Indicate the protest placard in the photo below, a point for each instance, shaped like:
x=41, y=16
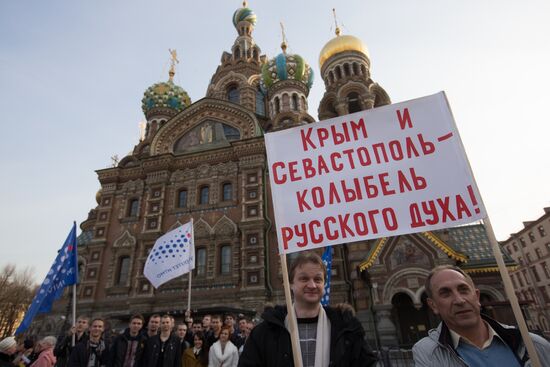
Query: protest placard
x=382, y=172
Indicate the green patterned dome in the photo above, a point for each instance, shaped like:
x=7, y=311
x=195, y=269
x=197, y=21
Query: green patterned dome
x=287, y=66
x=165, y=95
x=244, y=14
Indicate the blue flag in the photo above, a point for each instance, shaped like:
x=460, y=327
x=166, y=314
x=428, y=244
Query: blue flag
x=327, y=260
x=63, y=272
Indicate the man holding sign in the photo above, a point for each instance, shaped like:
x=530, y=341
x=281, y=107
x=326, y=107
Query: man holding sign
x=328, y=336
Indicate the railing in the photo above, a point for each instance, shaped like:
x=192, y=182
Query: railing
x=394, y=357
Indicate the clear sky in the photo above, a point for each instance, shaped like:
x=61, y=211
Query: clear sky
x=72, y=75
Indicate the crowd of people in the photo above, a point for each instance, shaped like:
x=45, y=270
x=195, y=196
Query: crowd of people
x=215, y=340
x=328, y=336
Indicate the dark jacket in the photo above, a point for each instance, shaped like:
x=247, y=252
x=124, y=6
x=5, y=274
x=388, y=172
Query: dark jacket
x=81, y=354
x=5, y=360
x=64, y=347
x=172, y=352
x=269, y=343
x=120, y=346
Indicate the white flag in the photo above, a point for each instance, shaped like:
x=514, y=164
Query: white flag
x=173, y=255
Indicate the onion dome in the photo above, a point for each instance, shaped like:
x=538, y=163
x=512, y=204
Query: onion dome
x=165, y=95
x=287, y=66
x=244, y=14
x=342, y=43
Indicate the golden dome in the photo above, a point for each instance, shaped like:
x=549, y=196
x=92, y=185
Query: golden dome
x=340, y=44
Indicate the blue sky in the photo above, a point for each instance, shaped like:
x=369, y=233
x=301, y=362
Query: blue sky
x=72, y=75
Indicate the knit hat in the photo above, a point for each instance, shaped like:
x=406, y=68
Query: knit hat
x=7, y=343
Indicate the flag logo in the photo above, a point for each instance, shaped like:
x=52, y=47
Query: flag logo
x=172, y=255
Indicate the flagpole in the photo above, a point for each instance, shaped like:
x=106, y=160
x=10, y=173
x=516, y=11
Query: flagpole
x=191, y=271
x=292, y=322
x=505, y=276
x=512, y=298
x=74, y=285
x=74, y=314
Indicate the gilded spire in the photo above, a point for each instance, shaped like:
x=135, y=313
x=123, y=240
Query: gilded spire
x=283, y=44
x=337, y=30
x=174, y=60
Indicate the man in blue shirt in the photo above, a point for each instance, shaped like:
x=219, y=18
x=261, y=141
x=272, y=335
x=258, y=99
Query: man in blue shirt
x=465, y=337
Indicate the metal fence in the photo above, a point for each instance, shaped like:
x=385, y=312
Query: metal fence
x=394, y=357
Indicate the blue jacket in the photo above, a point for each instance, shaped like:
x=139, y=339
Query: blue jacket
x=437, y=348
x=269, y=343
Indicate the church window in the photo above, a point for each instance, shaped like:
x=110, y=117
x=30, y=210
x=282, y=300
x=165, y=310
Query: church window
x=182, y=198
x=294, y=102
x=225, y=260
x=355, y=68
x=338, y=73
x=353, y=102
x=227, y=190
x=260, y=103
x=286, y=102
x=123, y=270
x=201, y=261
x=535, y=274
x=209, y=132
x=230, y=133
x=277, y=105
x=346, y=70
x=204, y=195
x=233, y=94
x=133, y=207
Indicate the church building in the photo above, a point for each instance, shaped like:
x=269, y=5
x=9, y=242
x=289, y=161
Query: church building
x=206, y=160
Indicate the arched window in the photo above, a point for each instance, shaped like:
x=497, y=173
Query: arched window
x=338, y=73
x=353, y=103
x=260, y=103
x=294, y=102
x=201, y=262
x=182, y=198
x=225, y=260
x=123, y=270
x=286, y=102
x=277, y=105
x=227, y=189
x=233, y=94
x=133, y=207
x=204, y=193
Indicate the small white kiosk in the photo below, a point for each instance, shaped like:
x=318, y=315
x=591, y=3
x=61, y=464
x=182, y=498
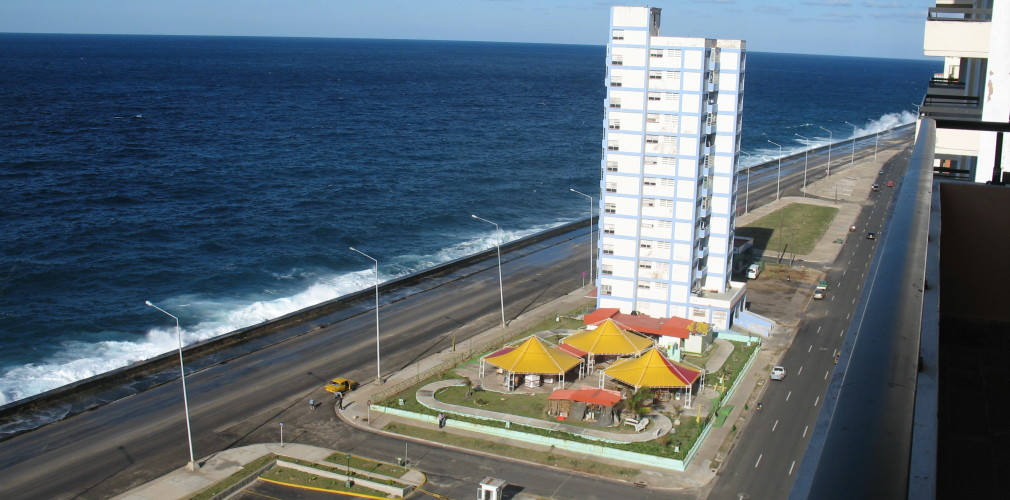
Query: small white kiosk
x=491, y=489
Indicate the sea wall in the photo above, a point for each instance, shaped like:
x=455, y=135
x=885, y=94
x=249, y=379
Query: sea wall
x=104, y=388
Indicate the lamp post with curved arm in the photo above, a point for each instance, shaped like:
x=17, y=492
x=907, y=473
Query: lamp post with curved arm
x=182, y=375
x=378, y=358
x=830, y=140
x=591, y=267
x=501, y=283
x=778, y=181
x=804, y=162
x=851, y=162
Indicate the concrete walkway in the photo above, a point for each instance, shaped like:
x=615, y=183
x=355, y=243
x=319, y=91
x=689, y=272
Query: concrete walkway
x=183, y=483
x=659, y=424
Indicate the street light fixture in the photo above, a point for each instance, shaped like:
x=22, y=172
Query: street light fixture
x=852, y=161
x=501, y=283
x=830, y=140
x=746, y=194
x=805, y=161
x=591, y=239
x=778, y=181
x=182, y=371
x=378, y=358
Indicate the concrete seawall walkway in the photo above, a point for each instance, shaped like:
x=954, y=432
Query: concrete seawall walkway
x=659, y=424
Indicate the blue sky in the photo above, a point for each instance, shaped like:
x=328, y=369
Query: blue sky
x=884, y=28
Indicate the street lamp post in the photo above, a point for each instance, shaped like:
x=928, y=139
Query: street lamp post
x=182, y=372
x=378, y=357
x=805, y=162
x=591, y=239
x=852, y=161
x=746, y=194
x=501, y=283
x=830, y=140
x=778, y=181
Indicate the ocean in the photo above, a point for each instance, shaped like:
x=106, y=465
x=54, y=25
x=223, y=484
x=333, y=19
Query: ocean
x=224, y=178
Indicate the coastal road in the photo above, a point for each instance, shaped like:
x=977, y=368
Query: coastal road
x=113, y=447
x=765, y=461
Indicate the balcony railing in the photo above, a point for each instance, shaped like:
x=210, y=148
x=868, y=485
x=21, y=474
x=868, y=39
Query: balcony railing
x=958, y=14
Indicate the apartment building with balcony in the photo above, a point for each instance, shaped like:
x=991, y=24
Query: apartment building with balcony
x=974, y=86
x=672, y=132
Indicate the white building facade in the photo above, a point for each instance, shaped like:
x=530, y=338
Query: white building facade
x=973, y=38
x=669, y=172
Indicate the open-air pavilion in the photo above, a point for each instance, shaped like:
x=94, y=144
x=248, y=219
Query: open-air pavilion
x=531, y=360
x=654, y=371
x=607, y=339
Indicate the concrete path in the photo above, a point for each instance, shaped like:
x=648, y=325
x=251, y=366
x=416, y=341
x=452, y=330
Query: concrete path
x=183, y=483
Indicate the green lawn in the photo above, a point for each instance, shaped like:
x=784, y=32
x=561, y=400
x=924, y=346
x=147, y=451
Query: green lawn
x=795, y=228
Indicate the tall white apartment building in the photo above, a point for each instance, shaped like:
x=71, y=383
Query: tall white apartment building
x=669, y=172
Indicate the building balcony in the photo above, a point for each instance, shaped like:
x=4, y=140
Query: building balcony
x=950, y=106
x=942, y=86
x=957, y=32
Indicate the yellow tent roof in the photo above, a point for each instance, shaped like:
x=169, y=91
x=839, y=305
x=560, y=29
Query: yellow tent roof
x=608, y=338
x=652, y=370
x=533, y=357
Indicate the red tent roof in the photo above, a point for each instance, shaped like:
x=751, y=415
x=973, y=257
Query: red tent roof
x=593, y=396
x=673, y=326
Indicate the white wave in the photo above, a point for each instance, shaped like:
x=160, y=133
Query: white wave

| Your assignment |
Every line above from the one with "x=165, y=310" down to the one with "x=885, y=94" must be written out exactly, and no picture may appear.

| Task answer |
x=165, y=310
Query: church window
x=182, y=198
x=294, y=102
x=225, y=260
x=355, y=68
x=338, y=73
x=353, y=102
x=227, y=190
x=260, y=103
x=286, y=102
x=123, y=270
x=201, y=261
x=535, y=274
x=209, y=132
x=230, y=133
x=277, y=105
x=346, y=70
x=204, y=195
x=233, y=94
x=133, y=207
Indicate the church building in the photo above, a point for each instance, shaped like:
x=269, y=5
x=9, y=242
x=289, y=161
Query: church building
x=206, y=160
Indicate the arched window in the photo above, a point for each instance, shaped like:
x=497, y=173
Query: arched window
x=338, y=73
x=353, y=103
x=260, y=103
x=294, y=102
x=201, y=262
x=182, y=198
x=225, y=260
x=123, y=270
x=286, y=102
x=277, y=105
x=227, y=189
x=233, y=94
x=133, y=207
x=204, y=193
Indicate the small white kiosk in the photo below, a point for each instance, shaped like:
x=318, y=315
x=591, y=3
x=61, y=464
x=182, y=498
Query: small white kiosk
x=491, y=489
Indicate the sea wall in the photo above, a point for each instance, shaped like:
x=455, y=135
x=885, y=94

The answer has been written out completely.